Dataset rows on where objects appear
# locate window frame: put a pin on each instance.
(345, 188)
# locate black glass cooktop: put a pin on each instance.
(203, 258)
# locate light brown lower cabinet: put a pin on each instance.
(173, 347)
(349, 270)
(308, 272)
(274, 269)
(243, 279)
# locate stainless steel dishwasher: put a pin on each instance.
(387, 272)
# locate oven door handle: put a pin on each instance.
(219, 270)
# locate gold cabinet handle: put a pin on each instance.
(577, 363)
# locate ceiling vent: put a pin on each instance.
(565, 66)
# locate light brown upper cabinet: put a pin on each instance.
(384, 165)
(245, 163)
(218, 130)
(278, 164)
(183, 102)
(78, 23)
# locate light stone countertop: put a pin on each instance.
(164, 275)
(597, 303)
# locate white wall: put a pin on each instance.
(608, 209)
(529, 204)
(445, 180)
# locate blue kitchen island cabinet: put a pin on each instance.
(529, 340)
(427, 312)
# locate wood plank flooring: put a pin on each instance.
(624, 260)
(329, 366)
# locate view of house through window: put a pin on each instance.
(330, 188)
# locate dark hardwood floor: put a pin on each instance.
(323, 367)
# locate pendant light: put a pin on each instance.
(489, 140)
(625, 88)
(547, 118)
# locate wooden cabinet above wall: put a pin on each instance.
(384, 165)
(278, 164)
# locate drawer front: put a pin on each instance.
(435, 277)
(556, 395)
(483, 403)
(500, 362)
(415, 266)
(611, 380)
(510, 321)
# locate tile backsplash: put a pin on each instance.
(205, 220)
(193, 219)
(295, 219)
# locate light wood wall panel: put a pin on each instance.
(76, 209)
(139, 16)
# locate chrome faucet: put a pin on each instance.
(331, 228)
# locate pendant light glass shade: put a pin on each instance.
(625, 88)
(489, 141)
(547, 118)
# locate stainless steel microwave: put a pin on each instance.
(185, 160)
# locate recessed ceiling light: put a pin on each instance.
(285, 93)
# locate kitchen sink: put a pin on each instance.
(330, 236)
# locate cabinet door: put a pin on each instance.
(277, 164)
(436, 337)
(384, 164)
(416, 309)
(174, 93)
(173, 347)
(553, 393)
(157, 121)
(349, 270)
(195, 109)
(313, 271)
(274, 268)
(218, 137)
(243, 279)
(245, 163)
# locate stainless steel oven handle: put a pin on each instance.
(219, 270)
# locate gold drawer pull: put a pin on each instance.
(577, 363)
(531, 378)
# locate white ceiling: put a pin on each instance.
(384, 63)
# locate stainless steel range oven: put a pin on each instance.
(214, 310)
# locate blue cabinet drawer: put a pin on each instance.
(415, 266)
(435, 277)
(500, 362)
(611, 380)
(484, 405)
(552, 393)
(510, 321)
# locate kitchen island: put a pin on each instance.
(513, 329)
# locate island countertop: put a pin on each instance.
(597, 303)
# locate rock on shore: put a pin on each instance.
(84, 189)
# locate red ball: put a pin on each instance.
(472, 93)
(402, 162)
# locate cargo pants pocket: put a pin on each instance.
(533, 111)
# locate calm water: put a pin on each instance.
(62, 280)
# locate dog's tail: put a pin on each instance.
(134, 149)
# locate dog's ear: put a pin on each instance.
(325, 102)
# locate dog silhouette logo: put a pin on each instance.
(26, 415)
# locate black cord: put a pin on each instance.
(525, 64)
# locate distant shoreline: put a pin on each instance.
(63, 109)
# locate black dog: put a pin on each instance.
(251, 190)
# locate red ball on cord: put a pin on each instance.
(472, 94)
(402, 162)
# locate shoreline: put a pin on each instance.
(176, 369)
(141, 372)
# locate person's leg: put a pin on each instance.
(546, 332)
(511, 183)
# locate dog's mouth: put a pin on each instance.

Exercise: Rewrite all of the lines above, changing "put a pin on each instance" to "mark every occurrence" and leaving everything else as it is.

Response below:
# locate window frame: mark every occurrence.
(345, 188)
# locate black glass cooktop: mark every occurrence.
(203, 258)
# locate light brown lower cabinet: mark every occurrence.
(173, 347)
(349, 270)
(308, 272)
(274, 269)
(243, 279)
# locate stainless steel dishwasher: mark every occurrence.
(387, 272)
# locate oven door handle: mark every occurrence.
(219, 270)
# locate gold cabinet handle: mark every occurrence.
(577, 363)
# locate ceiling vent: mark every occurrence.
(565, 66)
# locate light brown upper cabinet: mark every occurrence.
(384, 165)
(245, 163)
(218, 130)
(278, 164)
(183, 102)
(78, 23)
# locate light stone countertop: mark every occurrence.
(164, 275)
(597, 303)
# locate white wall: mark every occurrence.
(608, 209)
(529, 204)
(445, 180)
# locate blue kitchen island cabinet: mark every occurrence.
(529, 340)
(427, 312)
# locate wood plank flooring: mark every occurrence.
(624, 260)
(329, 366)
# locate view of house through window: mark every occurrence.
(330, 188)
# locate dark hardwood floor: mark every occurrence.
(323, 367)
# locate pendant light: mark every occurrence.
(489, 140)
(625, 88)
(547, 118)
# locate wooden cabinet above wall: mark every occurrence.
(384, 165)
(278, 164)
# locate drawer front: mark every occurrence.
(435, 277)
(556, 395)
(483, 403)
(500, 362)
(415, 266)
(611, 380)
(510, 321)
# locate tile backsplash: mark every occurrence.
(205, 220)
(193, 219)
(295, 219)
# locate light wood wall panel: mark every occurrence.
(76, 209)
(139, 16)
# locate chrome faucet: mark every occurrence.
(331, 228)
# locate pendant light glass shade: mark every occurrence.
(625, 88)
(489, 141)
(547, 118)
# locate stainless steel microwave: mark every occurrence.
(185, 160)
# locate recessed ceiling light: mark every occurrence.
(285, 93)
# locate kitchen sink: mark every occurrence.
(330, 236)
# locate cabinet door: mark every occurrence.
(277, 164)
(436, 337)
(384, 164)
(416, 309)
(174, 93)
(173, 347)
(553, 393)
(157, 121)
(349, 270)
(195, 109)
(313, 271)
(274, 268)
(218, 137)
(243, 279)
(245, 163)
# locate stainless steel oven handle: mark every occurrence.
(219, 270)
# locate gold drawer pull: mark every occurrence.
(577, 363)
(531, 378)
# locate white ceiling: mark every occurrence.
(384, 63)
# locate stainless steel range oven: mark every occurrence.
(214, 310)
# locate blue cabinet drawer: mark every occurrence.
(415, 266)
(435, 277)
(500, 362)
(611, 380)
(484, 405)
(552, 393)
(510, 321)
# locate kitchen island: mark every occurrence.
(513, 329)
# locate island countertop: mark every occurrence.
(597, 303)
# locate rock on shore: mark every occurrence.
(84, 189)
# locate red ball: mark every occurrence.
(472, 93)
(402, 162)
# locate cargo pants pocket: mark every occurrence.
(533, 111)
# locate calm water: mark every occurrence.
(62, 280)
# locate dog's tail: mark every occurrence.
(134, 149)
# locate dog's ear: mark every occurrence.
(325, 102)
# locate dog silhouette logo: mark every occurrence.
(26, 415)
# locate black cord: mark every occurrence.
(525, 64)
# locate distant shoreline: mark every occurrence.
(63, 109)
# locate black dog: mark every occurrence.
(251, 190)
# locate red ball on cord: mark every occurrence.
(472, 94)
(402, 162)
# locate shoreline: mark every occurrence.
(176, 369)
(141, 372)
# locate person's leg: mark every occurrence.
(546, 332)
(511, 183)
# locate dog's mouth: mark every occurrence.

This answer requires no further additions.